Please locate each line in the entries below that contains the string "logo" and copy it out. Case matters, so only lines with that capitalization count.

» Data in this exercise:
○ ○ ○ ○ ○
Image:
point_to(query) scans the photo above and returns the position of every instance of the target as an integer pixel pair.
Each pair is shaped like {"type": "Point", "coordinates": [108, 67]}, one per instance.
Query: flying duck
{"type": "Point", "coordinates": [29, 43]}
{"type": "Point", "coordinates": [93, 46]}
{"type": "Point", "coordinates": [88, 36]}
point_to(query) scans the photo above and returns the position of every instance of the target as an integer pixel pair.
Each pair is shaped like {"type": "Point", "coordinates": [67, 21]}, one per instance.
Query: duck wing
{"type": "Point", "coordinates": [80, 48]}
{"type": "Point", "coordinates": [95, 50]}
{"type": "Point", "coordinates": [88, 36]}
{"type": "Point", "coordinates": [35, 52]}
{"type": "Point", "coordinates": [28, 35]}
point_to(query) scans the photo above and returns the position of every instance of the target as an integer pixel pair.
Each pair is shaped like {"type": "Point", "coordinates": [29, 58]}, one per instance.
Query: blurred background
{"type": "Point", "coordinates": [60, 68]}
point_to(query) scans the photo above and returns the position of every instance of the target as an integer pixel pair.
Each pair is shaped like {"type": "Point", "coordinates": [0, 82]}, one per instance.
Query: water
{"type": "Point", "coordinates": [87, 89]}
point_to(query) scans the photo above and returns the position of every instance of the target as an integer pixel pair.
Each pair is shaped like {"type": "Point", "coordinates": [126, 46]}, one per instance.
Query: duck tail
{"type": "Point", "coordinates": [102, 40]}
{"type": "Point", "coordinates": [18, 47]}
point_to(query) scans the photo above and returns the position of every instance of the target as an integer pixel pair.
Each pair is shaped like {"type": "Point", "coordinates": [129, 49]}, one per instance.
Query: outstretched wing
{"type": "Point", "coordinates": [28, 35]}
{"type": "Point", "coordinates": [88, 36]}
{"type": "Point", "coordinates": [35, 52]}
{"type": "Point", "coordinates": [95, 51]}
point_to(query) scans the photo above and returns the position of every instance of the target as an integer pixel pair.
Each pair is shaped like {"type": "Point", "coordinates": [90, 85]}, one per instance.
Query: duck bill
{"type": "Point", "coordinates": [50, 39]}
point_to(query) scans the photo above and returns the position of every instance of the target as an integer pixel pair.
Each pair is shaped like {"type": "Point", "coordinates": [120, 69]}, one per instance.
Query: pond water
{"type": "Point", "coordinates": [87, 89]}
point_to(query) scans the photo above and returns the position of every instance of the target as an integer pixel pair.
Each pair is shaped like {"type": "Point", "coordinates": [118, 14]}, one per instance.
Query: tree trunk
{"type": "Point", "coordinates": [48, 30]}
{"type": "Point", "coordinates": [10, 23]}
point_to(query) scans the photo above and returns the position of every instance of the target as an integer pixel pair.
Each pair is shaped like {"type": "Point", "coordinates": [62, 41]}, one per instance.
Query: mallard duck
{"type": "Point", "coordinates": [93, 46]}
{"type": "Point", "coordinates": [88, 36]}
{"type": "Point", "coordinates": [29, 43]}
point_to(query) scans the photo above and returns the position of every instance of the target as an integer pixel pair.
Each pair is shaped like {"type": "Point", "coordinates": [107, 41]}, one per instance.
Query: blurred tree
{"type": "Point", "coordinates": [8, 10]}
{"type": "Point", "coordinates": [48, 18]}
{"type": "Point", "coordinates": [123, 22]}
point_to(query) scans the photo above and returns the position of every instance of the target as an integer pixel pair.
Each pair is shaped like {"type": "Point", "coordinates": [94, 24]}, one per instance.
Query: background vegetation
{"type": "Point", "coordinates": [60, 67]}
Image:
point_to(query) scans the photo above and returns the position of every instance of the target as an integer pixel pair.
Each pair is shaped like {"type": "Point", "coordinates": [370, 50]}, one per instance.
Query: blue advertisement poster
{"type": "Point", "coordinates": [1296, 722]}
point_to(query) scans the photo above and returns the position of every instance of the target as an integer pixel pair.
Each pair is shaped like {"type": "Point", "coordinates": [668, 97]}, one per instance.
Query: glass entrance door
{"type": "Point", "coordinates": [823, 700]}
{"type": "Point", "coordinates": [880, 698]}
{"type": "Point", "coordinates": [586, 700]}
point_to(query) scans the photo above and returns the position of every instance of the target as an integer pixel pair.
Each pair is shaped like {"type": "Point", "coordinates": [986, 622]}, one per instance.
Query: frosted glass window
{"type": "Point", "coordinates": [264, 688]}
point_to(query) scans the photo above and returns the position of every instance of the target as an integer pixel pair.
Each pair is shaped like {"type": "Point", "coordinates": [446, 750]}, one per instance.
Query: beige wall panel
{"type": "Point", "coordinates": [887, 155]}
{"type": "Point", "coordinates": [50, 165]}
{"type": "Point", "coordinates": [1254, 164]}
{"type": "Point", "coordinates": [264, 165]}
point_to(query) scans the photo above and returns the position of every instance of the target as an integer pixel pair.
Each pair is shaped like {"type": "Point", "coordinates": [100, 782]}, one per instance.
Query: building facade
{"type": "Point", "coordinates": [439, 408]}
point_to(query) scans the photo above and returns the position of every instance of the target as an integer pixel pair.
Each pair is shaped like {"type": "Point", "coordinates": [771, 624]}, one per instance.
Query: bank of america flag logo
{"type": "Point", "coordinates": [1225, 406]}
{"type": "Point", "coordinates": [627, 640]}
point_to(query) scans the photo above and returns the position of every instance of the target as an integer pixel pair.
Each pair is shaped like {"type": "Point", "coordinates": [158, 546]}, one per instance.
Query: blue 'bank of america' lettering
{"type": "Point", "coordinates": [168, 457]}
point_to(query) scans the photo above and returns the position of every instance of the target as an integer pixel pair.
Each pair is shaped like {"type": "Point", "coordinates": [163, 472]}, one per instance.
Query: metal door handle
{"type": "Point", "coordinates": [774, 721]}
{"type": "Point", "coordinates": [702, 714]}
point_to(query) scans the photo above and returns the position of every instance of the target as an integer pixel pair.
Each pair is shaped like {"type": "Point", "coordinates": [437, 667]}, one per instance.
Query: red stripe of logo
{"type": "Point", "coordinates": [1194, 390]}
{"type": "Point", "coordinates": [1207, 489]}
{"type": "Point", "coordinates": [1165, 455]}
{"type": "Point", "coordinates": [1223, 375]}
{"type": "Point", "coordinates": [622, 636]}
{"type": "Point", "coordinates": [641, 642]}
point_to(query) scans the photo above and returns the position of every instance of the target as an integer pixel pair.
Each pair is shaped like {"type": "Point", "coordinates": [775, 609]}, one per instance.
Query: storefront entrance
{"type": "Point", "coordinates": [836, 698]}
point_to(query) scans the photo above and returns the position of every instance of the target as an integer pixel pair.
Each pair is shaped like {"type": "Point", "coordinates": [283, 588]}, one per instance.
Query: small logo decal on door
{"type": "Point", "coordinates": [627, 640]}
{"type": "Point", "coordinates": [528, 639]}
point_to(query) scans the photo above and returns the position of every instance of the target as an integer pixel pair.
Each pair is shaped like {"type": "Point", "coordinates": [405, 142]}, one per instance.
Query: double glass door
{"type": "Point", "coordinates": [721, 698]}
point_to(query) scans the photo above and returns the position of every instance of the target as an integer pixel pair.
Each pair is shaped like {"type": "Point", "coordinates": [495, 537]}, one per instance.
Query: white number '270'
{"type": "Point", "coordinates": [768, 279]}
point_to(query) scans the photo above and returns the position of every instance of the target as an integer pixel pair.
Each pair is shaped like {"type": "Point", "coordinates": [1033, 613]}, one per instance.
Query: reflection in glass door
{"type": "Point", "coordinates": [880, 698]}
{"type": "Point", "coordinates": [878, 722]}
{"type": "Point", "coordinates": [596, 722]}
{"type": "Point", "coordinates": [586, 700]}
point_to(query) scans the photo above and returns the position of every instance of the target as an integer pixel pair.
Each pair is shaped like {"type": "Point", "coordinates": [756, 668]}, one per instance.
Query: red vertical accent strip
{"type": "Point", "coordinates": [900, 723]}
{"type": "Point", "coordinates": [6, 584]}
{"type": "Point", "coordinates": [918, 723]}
○ ○ ○ ○ ○
» Output for this exercise:
Query: bank of america flag logo
Query: red stripe of logo
Query: small logo decal on door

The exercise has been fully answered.